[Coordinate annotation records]
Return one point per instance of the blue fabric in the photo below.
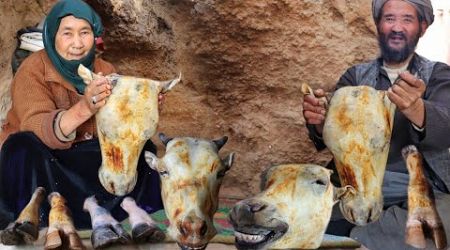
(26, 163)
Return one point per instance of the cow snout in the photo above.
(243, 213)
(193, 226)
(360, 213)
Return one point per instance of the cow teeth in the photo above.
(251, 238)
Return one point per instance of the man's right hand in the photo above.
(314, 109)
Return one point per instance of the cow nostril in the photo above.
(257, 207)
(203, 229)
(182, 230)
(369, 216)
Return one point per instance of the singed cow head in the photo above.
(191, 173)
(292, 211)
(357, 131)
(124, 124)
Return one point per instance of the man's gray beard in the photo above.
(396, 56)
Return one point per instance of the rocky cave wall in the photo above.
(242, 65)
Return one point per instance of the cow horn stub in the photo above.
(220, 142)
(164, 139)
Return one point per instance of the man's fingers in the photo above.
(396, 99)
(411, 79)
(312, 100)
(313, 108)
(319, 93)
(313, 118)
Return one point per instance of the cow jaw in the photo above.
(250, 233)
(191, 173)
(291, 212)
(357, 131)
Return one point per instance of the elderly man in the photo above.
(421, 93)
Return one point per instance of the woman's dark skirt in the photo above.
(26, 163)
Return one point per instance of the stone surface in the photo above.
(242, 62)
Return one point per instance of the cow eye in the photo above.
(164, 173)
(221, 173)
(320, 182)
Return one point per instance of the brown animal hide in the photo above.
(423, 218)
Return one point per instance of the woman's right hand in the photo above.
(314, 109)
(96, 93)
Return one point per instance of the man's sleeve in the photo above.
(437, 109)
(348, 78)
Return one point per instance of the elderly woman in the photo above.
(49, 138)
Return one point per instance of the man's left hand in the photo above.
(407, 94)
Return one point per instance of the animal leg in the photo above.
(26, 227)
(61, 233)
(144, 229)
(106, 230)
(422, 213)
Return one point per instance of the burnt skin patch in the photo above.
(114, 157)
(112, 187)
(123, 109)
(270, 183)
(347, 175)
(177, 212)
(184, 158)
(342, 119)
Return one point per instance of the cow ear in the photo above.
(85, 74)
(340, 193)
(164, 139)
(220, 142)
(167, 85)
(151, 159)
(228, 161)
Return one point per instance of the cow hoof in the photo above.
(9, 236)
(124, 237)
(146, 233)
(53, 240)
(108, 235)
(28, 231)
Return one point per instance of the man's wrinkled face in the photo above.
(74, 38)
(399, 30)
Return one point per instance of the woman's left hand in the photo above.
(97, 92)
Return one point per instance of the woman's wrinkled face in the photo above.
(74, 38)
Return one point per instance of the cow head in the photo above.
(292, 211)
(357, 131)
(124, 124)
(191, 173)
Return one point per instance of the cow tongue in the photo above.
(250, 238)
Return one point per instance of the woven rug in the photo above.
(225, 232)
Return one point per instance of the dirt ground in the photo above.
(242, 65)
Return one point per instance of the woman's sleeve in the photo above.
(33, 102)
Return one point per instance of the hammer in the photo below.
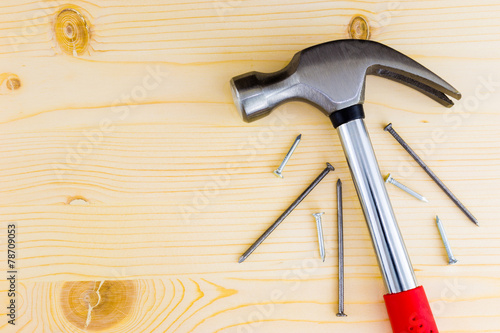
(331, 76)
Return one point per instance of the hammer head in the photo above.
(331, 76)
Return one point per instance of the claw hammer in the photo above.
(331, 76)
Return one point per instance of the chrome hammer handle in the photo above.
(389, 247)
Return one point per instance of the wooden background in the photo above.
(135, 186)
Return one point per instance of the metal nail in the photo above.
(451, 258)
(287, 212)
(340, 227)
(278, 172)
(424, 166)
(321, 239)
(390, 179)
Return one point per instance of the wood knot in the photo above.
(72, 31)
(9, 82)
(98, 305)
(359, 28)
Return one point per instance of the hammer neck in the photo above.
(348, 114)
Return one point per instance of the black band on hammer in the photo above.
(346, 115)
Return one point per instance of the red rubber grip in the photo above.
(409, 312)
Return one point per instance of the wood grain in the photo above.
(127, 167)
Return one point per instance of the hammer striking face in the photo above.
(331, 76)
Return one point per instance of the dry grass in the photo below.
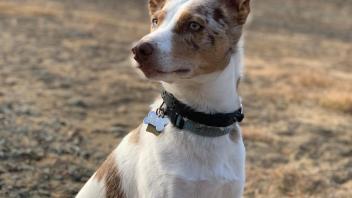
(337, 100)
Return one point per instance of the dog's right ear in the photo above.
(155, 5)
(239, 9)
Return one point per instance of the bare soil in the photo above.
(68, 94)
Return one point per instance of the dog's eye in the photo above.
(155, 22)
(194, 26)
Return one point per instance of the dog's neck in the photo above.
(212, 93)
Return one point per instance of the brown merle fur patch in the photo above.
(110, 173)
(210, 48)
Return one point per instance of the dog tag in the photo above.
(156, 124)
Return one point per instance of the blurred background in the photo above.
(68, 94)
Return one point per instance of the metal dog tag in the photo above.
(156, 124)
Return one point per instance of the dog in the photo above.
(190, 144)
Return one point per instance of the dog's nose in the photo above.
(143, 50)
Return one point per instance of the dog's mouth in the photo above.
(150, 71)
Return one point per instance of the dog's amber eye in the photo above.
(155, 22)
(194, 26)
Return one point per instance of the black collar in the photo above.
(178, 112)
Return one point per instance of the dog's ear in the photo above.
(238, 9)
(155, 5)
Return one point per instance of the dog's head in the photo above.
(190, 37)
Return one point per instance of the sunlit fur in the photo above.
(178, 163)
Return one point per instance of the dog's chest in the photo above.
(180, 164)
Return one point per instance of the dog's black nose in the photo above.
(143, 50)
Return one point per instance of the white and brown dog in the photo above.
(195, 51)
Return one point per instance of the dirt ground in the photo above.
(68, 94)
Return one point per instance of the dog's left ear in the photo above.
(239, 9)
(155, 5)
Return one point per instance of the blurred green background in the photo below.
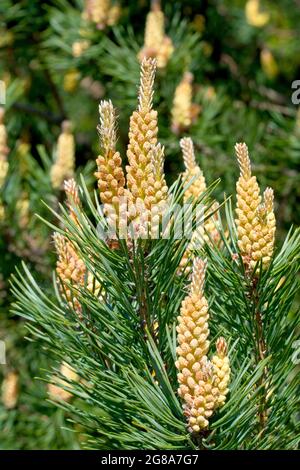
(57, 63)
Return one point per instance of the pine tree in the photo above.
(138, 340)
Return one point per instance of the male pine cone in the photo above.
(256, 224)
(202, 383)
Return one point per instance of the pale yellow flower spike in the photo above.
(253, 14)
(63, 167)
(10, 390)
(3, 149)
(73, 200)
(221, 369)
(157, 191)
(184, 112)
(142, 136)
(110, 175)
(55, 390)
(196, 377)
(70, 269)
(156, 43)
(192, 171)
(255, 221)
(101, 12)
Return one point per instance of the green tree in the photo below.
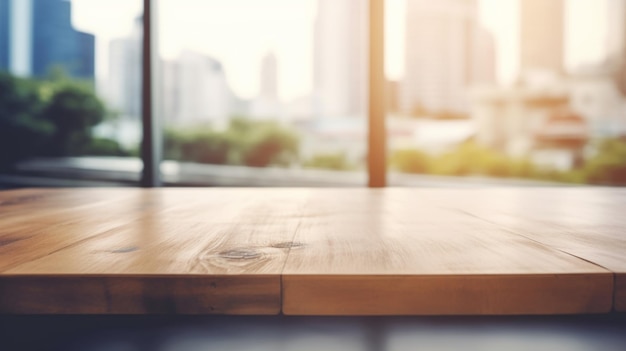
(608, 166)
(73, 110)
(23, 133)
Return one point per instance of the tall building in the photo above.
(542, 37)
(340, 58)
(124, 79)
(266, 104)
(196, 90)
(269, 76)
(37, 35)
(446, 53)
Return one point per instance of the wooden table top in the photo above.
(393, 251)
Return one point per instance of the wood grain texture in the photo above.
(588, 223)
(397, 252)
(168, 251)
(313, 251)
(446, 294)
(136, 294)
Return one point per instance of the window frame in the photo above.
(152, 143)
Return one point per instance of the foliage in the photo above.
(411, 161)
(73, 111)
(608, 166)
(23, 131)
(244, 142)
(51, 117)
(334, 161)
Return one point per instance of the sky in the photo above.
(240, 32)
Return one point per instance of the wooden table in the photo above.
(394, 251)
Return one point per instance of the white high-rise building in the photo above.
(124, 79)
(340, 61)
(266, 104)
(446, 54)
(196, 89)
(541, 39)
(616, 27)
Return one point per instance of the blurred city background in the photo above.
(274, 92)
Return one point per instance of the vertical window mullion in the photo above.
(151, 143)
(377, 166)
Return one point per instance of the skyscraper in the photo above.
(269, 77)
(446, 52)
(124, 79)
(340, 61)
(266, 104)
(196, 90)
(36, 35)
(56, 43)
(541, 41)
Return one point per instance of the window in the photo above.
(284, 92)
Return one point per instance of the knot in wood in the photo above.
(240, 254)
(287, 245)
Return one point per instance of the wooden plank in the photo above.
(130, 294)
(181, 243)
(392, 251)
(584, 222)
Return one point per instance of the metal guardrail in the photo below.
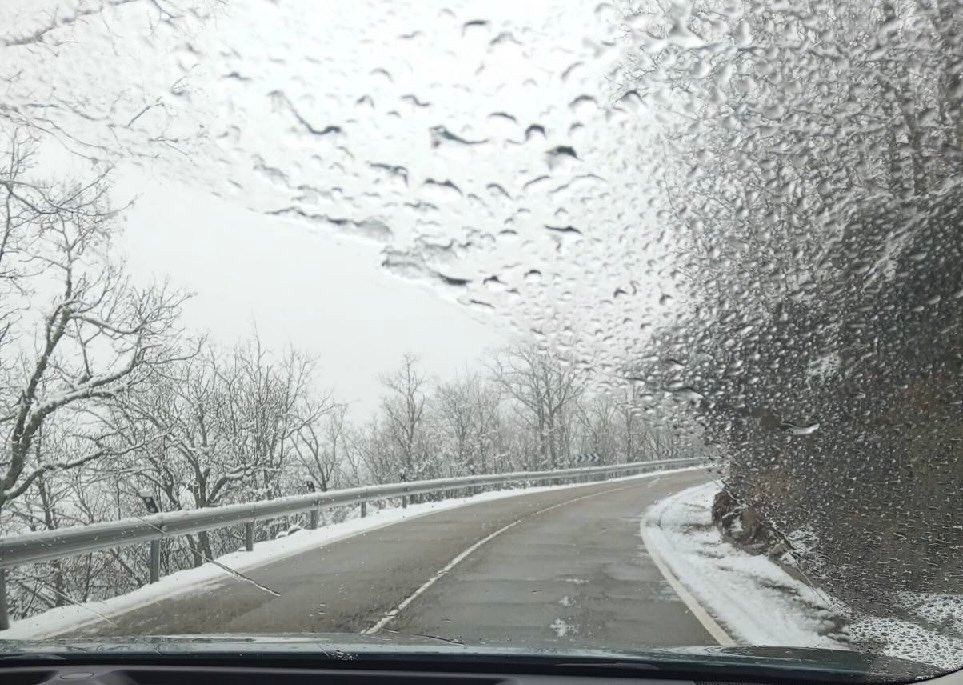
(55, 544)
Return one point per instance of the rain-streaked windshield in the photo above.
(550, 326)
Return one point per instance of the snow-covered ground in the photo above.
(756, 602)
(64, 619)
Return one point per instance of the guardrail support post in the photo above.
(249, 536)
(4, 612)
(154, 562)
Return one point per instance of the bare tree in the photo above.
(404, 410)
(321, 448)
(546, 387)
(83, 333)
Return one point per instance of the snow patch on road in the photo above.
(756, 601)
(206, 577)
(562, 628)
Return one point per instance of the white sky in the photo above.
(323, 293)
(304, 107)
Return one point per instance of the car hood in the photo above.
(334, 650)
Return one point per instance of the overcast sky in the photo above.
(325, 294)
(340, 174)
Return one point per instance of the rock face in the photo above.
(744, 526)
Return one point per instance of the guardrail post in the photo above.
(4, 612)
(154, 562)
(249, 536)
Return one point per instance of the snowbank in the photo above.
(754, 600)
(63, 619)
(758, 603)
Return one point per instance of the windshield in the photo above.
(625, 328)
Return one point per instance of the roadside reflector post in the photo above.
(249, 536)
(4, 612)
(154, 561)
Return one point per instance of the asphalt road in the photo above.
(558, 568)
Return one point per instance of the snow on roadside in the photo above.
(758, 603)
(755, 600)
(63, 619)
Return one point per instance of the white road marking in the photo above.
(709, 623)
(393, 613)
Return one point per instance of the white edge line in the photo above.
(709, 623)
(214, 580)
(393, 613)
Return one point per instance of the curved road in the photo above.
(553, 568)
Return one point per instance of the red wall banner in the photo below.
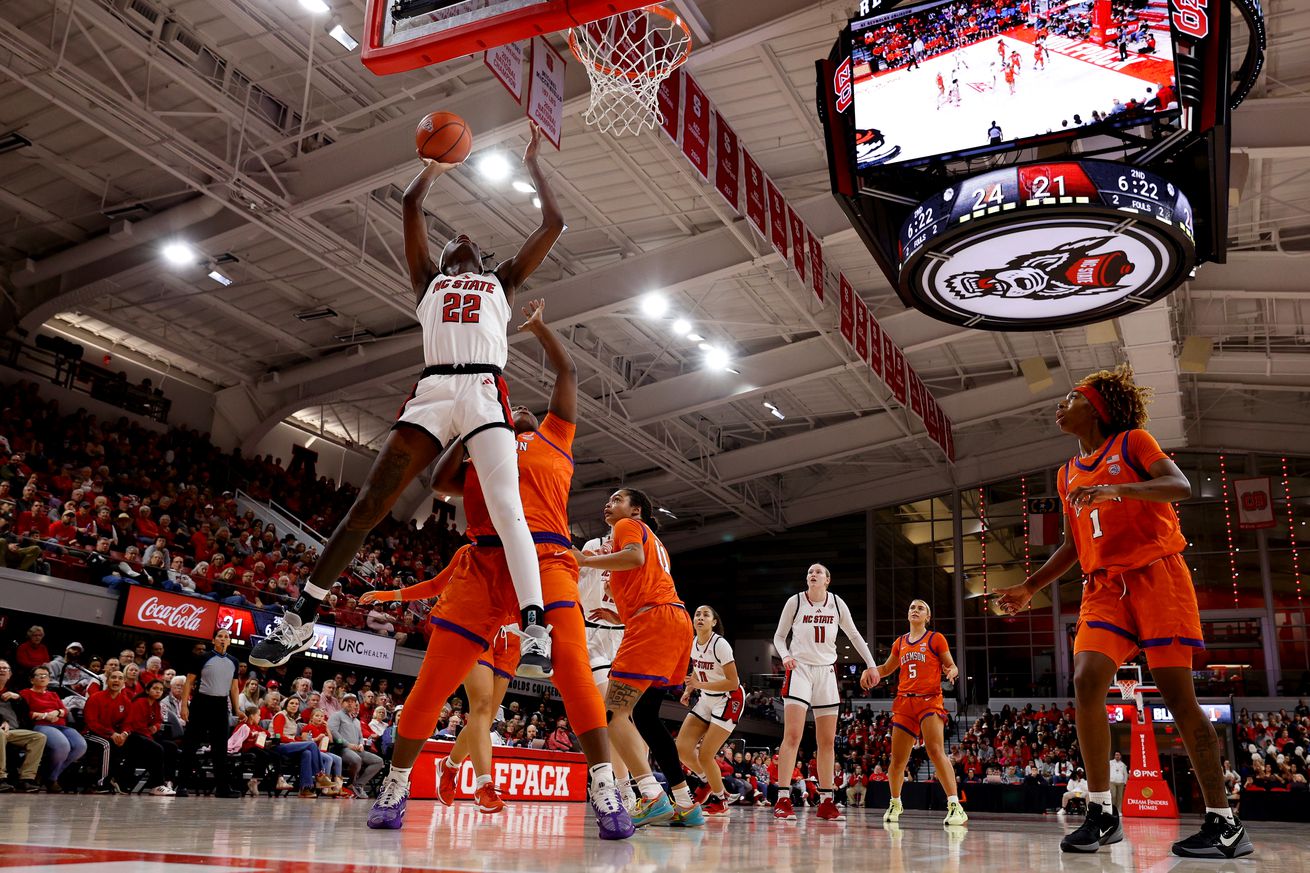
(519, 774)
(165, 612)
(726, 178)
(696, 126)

### Goal of the exercise
Begin with the line containing "Return one point per instance of the rock face" and end with the final line of the data, printing those lines exactly and only; pictures are left out.

### Correct response
Return one point per instance of the rock face in the photo above.
(744, 526)
Return one point per instance of the guardrail post in the photo above.
(4, 612)
(154, 562)
(249, 536)
Return one point per instance of the snowbank in the photo above.
(754, 600)
(63, 619)
(758, 603)
Return one point per instance of the windshield in the photo above.
(625, 328)
Return one point per instance of the roadside reflector post in the photo above.
(249, 536)
(4, 612)
(154, 561)
Return one point per instance of the asphalt road in the photo above.
(558, 568)
Return one point per instance of the snow on roadside in the photo above.
(758, 603)
(755, 600)
(63, 619)
Return one point per instance of the white road marking in the photo above.
(709, 623)
(393, 613)
Return one point per instance of the white edge line in the photo above.
(709, 623)
(214, 580)
(393, 613)
Return one point per instance of the curved road in the photo above.
(553, 568)
Return one point per instance of the red wall banner in the photo below.
(519, 774)
(165, 612)
(726, 178)
(696, 126)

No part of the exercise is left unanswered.